— Passage to read —
I was looking at a chest radiograph of my patient whose right lung was drowned in a bag of fluid. He had been taking a new blood thinner and had difficulty with breathing for two weeks. The figure of oxygen saturation was swaying up and down like a sail on a ship, as if it might capsize any time in the rough sea. Rising panic.
I washed my hands and put on my gloves. The idea is to put in a catheter and drain out the fluid, before my patient was "drowned." His daughter was standing next to me, and I promised her I'll do my best.
I didn't use a check-in-the-box list that forewarns my patient and his daughter every possible complications. All the worries with wait-and-see (when the right lung was squished and left one squashed). All those concerns with blood thinner (Oh sorry, but there isn't antidote). All the structures that I could bump into accidentally, from artery to nerve to lung to liver.
I managed that patient not long after hearing the story of Montgomery v Lanarkshire Health Board, a British court case in which a Scottish mother was awarded £5.25 million compensation in claiming her doctor who "failed" to alert a risk of traditional birth. The diabetic mother had a small build and her larger-than-average baby's shoulder was stuck at the birth canal.
One of the key implications is that patients should have been told every single risk and information. Otherwise, a doctor can be found guilty in not providing an informed consent.
Clearly, I failed in my case.
I admit that it's not easy to set a standard in the way we disclose the risk of every single medical procedure. There is always a complicating factor: our patient. To answer this question, Lisa Rosenbaum does a fantastic job of admiring paternalism in this week's New England Journal of Medicine.
To paraphrase Lisa Rosenbaum, "The spirit of informed decision making reflects the recognition that only patients are experts on their own values. But our approach assumes a value framework not all patients possess. What if the patient's preference is to know less?"

— Record extracts —

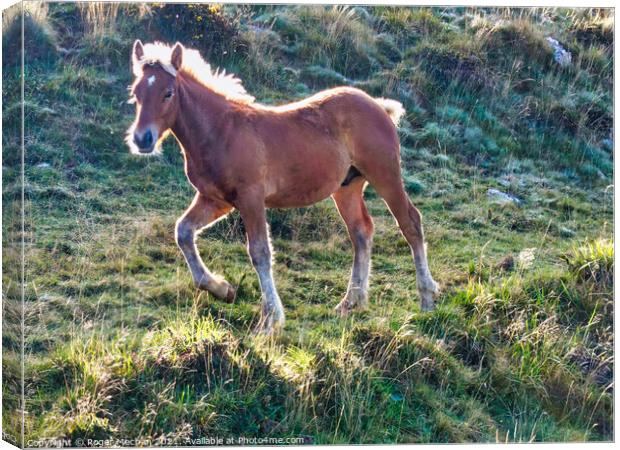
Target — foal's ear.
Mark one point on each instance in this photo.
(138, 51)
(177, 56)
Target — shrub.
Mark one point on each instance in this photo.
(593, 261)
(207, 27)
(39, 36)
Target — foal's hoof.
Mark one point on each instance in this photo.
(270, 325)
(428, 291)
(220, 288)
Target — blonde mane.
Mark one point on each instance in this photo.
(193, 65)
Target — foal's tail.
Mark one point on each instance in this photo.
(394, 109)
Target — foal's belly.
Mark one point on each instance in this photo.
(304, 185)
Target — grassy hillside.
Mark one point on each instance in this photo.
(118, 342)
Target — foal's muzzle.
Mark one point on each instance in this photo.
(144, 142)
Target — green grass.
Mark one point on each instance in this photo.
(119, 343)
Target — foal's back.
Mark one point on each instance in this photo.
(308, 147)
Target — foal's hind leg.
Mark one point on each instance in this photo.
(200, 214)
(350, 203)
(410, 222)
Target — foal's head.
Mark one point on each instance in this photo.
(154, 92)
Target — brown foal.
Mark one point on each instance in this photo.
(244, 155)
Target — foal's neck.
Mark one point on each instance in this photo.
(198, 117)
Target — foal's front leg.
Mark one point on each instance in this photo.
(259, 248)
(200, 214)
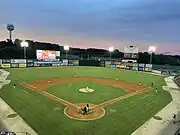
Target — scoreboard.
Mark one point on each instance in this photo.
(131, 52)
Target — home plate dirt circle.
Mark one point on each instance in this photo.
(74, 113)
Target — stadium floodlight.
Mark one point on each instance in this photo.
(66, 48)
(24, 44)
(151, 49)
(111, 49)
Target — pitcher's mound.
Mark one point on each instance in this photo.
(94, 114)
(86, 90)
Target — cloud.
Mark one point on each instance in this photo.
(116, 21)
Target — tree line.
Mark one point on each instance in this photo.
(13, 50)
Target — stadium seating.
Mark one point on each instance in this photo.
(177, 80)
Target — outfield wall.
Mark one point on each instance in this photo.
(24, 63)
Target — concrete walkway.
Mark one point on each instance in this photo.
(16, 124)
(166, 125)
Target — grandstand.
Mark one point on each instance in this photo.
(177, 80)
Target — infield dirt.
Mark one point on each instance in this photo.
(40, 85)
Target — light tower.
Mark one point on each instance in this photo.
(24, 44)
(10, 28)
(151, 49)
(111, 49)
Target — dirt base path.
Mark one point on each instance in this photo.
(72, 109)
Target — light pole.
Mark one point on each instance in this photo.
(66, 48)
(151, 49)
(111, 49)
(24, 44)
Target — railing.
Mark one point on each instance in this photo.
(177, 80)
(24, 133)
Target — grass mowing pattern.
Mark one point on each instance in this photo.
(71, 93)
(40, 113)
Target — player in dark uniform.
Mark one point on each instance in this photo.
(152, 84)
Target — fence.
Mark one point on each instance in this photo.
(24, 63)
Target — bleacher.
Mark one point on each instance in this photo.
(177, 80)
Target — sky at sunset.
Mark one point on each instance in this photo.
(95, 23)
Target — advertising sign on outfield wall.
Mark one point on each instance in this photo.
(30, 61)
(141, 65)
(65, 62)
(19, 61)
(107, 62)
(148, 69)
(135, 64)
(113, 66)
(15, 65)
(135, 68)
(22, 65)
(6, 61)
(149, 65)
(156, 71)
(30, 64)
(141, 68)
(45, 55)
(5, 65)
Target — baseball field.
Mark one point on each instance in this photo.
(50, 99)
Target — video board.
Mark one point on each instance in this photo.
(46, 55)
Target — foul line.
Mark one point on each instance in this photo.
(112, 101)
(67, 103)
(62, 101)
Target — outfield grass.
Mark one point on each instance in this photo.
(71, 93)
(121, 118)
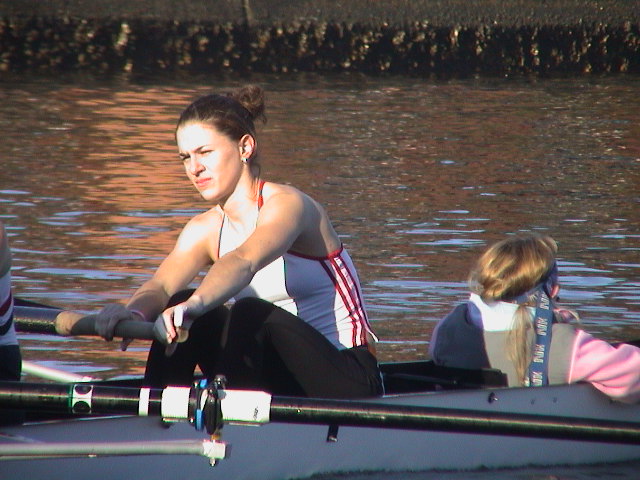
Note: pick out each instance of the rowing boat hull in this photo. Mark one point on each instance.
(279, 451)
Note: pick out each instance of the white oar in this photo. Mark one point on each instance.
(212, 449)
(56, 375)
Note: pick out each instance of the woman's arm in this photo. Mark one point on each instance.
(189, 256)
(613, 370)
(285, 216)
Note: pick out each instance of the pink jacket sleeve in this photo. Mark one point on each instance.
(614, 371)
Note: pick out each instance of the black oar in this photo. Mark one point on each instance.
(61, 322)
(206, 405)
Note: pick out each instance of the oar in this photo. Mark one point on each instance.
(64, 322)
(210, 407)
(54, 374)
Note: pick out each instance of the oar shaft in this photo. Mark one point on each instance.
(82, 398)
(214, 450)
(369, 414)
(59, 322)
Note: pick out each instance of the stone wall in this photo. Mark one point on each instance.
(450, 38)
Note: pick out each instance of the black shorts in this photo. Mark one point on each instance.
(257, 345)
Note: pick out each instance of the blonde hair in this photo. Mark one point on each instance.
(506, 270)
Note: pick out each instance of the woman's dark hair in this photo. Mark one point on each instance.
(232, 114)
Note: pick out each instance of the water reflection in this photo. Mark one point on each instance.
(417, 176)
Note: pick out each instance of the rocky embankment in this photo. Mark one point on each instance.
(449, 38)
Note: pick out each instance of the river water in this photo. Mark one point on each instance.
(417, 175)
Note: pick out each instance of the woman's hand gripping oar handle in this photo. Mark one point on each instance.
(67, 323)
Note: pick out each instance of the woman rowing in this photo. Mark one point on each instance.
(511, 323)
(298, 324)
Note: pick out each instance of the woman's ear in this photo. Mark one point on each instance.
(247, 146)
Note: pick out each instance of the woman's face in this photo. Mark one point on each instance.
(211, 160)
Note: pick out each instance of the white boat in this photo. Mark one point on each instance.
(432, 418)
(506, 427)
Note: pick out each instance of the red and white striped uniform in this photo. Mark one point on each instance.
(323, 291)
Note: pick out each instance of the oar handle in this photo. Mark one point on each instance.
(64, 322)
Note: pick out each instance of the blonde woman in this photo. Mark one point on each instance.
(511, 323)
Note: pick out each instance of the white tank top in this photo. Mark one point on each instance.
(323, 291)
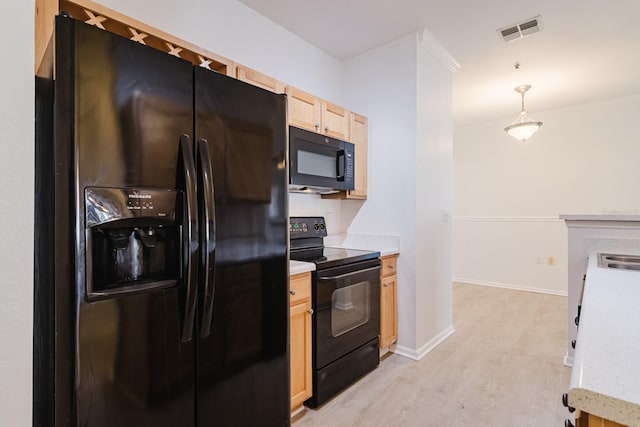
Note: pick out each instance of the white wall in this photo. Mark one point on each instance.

— Task to complete —
Rewrite the passage of the informed consent essay that begins at "I washed my" and stops after "do my best.", replacing "gloves" with "mask".

— Exercise answer —
I washed my hands and put on my mask. The idea is to put in a catheter and drain out the fluid, before my patient was "drowned." His daughter was standing next to me, and I promised her I'll do my best.